→ SHORT EXERCISE
Reproduce the line containing "of the shadowed" exactly, along with each line after it through the end of the data; pictures are left out.

Photo object pointing records
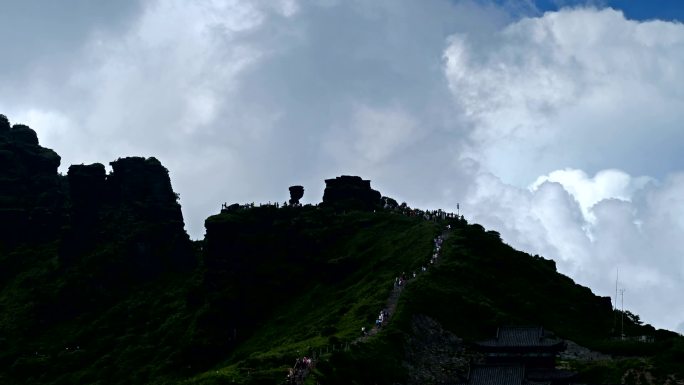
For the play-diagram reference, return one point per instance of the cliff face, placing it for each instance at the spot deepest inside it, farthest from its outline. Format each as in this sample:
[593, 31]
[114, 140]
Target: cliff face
[133, 209]
[32, 197]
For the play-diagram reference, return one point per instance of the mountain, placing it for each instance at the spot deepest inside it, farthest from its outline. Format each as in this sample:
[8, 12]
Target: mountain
[100, 284]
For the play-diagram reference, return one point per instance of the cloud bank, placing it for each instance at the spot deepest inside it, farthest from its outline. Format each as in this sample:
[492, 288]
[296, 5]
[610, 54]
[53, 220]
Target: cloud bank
[558, 130]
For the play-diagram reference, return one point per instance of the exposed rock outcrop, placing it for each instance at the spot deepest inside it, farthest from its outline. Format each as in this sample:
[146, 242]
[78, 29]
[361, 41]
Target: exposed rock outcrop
[433, 355]
[32, 198]
[134, 203]
[296, 193]
[350, 193]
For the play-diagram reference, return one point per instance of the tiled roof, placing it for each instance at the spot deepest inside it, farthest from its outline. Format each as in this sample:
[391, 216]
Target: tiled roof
[496, 375]
[520, 336]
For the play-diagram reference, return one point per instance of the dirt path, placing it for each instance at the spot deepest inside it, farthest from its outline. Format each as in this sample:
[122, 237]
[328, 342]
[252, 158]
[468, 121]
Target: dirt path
[393, 299]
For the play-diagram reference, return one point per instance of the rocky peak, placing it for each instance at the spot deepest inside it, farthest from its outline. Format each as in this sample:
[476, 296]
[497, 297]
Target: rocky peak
[350, 192]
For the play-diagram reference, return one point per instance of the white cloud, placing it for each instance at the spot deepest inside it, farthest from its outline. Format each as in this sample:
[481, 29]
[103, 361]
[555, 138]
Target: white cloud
[584, 88]
[541, 127]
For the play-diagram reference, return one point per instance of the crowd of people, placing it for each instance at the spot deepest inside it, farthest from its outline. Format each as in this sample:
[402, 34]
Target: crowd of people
[299, 371]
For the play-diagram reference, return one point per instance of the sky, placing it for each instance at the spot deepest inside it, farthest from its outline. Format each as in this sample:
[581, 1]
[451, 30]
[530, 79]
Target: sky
[555, 123]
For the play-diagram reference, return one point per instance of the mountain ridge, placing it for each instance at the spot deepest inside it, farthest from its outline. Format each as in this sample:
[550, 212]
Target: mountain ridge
[101, 284]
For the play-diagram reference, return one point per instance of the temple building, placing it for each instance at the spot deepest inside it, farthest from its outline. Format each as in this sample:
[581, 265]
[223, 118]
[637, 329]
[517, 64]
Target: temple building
[519, 356]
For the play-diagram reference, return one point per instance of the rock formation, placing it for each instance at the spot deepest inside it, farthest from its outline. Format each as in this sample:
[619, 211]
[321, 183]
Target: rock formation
[350, 193]
[32, 197]
[296, 193]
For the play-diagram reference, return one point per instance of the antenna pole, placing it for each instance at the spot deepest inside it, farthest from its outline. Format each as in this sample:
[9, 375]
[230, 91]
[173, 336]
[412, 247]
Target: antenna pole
[622, 295]
[617, 275]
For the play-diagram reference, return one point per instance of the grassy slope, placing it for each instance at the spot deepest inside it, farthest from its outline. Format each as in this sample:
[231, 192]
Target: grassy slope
[331, 312]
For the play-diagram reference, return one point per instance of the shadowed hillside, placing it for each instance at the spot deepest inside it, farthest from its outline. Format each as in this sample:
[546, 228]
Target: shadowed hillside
[100, 284]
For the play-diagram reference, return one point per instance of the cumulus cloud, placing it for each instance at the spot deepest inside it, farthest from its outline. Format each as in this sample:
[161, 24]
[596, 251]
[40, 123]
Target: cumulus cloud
[584, 88]
[558, 130]
[553, 98]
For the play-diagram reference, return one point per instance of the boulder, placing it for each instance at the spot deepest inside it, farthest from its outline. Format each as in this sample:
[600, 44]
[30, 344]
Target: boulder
[4, 124]
[20, 133]
[296, 193]
[350, 193]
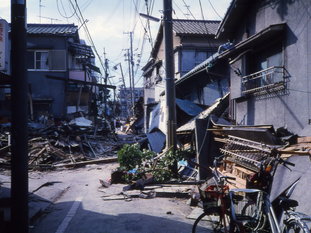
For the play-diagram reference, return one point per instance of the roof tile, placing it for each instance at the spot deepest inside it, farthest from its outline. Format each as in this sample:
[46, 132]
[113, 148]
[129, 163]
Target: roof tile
[199, 27]
[52, 29]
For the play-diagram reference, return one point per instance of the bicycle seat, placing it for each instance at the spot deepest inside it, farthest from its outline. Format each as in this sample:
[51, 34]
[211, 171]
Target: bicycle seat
[286, 204]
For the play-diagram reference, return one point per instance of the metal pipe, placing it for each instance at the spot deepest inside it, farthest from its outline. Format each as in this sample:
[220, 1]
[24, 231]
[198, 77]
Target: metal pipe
[19, 163]
[170, 82]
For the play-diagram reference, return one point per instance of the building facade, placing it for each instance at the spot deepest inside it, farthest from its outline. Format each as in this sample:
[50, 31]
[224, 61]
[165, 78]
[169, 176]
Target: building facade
[270, 62]
[193, 43]
[125, 98]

→ RESPONSE TO THIS TASK
For the play-diagram reference, return one point per instance of the shadowed hillside, placing it for each instance at the spot deepest inside it, farthest from its outline. Format each as in this sample:
[546, 228]
Target: shadowed hillside
[100, 284]
For the play-diagram reference, return one point per instance of the cumulus cloud, placing it for each instance at the spot deepest inside it, farthest from its outline. Format each as in this sample:
[161, 24]
[596, 251]
[40, 123]
Target: cumulus cloud
[584, 88]
[558, 130]
[553, 98]
For the play-diagram reference, return one point per instance of the boulder, placing it for each instance at the spot deepest inside it, farthest from its outline. Format each as in this sample:
[600, 44]
[30, 344]
Target: boulder
[4, 124]
[20, 133]
[296, 193]
[350, 193]
For the play-diagram reference, return one point per instance of the roof tile, placing it for each instance at the spot deepest inside it, farthest from its outline. Format each as in this sample:
[46, 132]
[113, 148]
[129, 163]
Target: roof tile
[199, 27]
[52, 29]
For the play-diagram reference, return one point per instance of the bicycle seat, placing it for each instance at the spot deepest inside it, farthest from its outline. Format each as in this sample:
[51, 34]
[211, 171]
Target: bicycle seat
[286, 204]
For the play-diagram reference, return one point per instance of the metal pipe, placing it for each instance at the spot deepest inside it, farthest from its outline. Format each as in this sample:
[220, 1]
[24, 231]
[198, 77]
Target: metal pipe
[19, 163]
[170, 82]
For the play-diagram reference, return one point per instance of the building facade, placing it for each instance at the spot deepest inside it, farthest from its outline. Format each as in this sample:
[50, 31]
[224, 61]
[165, 78]
[169, 176]
Target: building facade
[270, 62]
[193, 43]
[125, 98]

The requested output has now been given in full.